▸ Instruction A
Write out everything in the passage on students' attitudes toward reading from "Thats no small" down to "who were surveyed.", keeping its wording unchanged.

▸ Selected excerpt
Thats no small feat. In the space of 6 years(the time it takes for a student to go through primary school) the percentage of Year 8 students who do not like reading doubled. Yes. Doubled.
Then there’s the individual mentality. How do the Year 8’s perceive themselves as readers? In 2018/19, 6 percent of the Year 8’s did not agree they were good at reading. This dropped to 4 percent in 2023 before climbing to 13% just two years later.
There’s a similar story for the Year 6 students who were surveyed.

Sue McDowall, a researcher at NZCER surmises some of the findings. There’s a myriad of speculations as to why there is a spike in the lack of enjoyment in reading. She suggests Screen time as one of those possibilities. However, anecdotally, I’d say that screen time has remained vastly the same over the given timeframe. One thing is for certain, that one thing that has changed in that time, is how we are teaching those subjects. She stops short of pointing at Structured Literacy as a reason, but does lay out some important considerations for Reading in education moving forward.

“It really matters. Let’s take reading again as an example. We know there’s a bi-directional relationship between being motivated to read and your achievement as a reader.”. This is what I have been outlining in the paragraphs above. Motivation and achievement are strongly linked in Reading.

▸ Instruction B
Show every line of the records that contains the word "tree", and treat uppercase and lowercase as different.

▸ Data supplied
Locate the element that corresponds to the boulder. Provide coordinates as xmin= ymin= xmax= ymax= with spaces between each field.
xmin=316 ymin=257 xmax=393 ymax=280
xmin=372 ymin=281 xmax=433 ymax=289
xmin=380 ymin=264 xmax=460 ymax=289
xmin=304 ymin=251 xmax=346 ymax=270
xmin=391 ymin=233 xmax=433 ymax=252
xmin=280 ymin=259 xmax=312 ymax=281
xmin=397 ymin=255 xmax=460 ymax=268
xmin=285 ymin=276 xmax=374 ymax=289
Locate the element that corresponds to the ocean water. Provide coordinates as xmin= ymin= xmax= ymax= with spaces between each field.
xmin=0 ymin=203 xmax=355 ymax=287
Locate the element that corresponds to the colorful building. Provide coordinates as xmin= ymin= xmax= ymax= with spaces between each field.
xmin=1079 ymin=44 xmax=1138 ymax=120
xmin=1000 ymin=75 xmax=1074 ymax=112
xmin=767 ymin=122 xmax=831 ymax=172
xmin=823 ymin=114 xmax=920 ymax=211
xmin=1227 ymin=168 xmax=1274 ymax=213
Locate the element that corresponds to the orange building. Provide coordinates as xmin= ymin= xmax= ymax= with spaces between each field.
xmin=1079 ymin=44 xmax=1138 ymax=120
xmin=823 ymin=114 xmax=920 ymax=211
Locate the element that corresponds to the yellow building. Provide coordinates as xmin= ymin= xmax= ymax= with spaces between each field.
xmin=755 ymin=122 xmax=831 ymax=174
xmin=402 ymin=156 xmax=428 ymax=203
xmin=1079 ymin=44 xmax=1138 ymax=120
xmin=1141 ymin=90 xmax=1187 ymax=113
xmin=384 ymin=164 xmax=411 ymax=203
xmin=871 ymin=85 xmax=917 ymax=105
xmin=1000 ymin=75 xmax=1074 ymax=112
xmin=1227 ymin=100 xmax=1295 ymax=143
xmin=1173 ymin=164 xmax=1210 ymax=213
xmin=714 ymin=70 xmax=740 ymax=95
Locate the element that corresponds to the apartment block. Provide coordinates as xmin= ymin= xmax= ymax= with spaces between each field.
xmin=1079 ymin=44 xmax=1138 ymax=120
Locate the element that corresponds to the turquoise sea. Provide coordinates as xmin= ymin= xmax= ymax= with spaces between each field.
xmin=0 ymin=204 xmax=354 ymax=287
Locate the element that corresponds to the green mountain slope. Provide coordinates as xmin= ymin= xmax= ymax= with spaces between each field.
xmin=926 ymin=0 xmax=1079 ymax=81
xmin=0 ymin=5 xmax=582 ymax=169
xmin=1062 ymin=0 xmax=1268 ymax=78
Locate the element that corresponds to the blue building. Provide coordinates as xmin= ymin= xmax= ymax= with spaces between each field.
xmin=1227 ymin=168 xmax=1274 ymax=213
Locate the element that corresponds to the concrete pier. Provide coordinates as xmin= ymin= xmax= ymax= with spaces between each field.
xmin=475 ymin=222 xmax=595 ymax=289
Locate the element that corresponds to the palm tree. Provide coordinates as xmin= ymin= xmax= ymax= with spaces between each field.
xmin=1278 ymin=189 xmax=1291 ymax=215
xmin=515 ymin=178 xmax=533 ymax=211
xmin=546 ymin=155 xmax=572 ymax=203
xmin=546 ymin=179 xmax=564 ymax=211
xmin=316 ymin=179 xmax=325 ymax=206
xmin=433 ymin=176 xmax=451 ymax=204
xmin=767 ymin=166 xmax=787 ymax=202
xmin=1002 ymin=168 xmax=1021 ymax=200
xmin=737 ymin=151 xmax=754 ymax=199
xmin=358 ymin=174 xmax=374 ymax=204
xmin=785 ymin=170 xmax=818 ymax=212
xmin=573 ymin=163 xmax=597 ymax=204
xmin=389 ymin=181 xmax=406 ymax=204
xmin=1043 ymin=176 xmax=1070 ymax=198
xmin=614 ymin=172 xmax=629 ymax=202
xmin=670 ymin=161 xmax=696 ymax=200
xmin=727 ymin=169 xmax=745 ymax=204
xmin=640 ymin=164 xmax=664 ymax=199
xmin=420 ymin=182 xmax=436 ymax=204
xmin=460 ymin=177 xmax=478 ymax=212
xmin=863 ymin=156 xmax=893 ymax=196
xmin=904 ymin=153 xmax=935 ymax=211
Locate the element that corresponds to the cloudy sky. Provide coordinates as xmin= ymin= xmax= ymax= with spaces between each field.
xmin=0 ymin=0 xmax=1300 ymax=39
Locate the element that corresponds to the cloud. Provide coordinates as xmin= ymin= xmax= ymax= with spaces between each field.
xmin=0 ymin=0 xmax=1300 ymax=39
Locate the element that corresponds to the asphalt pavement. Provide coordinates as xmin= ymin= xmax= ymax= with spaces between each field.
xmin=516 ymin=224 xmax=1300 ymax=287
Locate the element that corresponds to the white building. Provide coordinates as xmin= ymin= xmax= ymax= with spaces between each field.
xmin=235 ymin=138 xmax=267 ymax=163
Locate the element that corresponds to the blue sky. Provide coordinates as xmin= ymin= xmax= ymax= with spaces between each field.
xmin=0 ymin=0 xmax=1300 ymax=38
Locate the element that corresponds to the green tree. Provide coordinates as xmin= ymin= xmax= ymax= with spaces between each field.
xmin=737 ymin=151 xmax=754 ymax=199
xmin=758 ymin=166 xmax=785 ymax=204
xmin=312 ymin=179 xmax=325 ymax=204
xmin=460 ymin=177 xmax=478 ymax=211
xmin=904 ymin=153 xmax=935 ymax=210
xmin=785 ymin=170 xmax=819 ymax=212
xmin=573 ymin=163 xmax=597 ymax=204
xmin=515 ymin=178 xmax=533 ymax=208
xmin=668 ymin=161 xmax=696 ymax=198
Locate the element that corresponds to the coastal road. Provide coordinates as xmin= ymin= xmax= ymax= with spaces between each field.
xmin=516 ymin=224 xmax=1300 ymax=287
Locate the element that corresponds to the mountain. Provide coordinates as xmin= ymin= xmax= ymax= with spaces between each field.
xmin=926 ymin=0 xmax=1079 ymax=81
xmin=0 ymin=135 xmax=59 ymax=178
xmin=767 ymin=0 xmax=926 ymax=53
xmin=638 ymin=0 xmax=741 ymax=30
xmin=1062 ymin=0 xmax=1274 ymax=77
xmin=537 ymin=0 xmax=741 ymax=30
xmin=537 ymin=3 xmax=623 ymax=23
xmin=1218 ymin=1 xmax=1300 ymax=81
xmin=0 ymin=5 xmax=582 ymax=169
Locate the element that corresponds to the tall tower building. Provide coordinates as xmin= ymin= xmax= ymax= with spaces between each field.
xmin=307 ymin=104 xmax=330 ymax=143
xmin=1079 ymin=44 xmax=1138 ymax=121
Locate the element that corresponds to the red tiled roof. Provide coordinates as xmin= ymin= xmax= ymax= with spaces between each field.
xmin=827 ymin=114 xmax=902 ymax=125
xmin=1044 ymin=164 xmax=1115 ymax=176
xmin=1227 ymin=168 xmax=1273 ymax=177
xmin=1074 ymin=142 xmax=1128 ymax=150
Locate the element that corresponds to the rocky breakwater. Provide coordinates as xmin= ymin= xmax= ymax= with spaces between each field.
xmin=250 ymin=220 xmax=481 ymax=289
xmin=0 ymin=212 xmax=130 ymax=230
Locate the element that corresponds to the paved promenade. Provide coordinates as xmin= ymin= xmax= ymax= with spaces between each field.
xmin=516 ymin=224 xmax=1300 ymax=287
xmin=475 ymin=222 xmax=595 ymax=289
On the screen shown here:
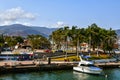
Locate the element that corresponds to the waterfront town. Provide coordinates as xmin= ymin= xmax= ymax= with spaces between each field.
xmin=0 ymin=0 xmax=120 ymax=80
xmin=0 ymin=24 xmax=120 ymax=73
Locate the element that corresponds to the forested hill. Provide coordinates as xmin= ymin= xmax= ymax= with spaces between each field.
xmin=0 ymin=24 xmax=57 ymax=37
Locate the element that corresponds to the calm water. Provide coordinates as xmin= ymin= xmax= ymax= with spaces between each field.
xmin=0 ymin=68 xmax=120 ymax=80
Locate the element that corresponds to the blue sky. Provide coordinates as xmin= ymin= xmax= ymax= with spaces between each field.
xmin=0 ymin=0 xmax=120 ymax=29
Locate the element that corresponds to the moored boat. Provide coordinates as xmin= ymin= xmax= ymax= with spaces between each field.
xmin=73 ymin=56 xmax=103 ymax=74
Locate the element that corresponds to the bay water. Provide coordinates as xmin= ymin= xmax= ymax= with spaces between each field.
xmin=0 ymin=68 xmax=120 ymax=80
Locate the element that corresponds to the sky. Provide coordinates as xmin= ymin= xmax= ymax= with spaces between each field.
xmin=0 ymin=0 xmax=120 ymax=29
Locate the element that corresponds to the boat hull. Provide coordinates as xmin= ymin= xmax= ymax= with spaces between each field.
xmin=73 ymin=66 xmax=102 ymax=74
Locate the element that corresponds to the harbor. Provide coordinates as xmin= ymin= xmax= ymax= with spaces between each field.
xmin=0 ymin=59 xmax=120 ymax=74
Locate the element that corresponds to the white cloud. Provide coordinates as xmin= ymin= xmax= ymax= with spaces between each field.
xmin=0 ymin=7 xmax=36 ymax=25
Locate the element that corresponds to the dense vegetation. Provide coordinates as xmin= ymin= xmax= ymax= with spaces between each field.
xmin=50 ymin=24 xmax=117 ymax=51
xmin=0 ymin=24 xmax=117 ymax=51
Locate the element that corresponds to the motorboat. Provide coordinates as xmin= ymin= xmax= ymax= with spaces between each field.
xmin=73 ymin=57 xmax=103 ymax=74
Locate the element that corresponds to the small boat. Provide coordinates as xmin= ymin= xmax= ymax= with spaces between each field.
xmin=73 ymin=56 xmax=103 ymax=74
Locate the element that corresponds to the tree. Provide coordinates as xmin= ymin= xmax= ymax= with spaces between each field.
xmin=27 ymin=35 xmax=50 ymax=49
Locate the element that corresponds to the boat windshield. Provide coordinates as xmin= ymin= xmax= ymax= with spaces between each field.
xmin=81 ymin=64 xmax=96 ymax=67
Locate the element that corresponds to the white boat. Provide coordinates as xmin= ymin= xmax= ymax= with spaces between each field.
xmin=73 ymin=57 xmax=103 ymax=74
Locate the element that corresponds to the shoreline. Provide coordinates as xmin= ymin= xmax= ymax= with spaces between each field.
xmin=0 ymin=61 xmax=120 ymax=74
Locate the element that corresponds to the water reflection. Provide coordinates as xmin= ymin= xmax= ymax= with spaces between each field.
xmin=73 ymin=71 xmax=106 ymax=80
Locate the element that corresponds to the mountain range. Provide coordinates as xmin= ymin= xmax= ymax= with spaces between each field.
xmin=0 ymin=24 xmax=120 ymax=37
xmin=0 ymin=24 xmax=57 ymax=37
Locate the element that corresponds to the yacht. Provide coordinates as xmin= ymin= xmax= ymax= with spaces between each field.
xmin=73 ymin=57 xmax=103 ymax=74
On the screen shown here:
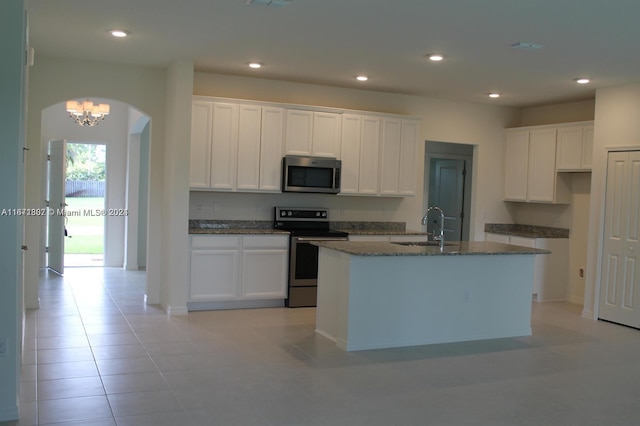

▸ Written response A
Thats no small feat. In the space of 6 years(the time it takes for a student to go through primary school) the percentage of Year 8 students who do not like reading doubled. Yes. Doubled.
Then there’s the individual mentality. How do the Year 8’s perceive themselves as readers? In 2018/19, 6 percent of the Year 8’s did not agree they were good at reading. This dropped to 4 percent in 2023 before climbing to 13% just two years later.
There’s a similar story for the Year 6 students who were surveyed.

▸ Written response B
Locate the element that corresponds to the palm tree. Provide coordinates as xmin= ymin= xmax= ymax= with spaces between each field.
Locate the element that corresponds to the green tree. Provide coordinates as xmin= ymin= xmax= ymax= with spaces between each field.
Locate the element that corresponds to the tree. Provide coordinates as xmin= ymin= xmax= ymax= with spaces between each field.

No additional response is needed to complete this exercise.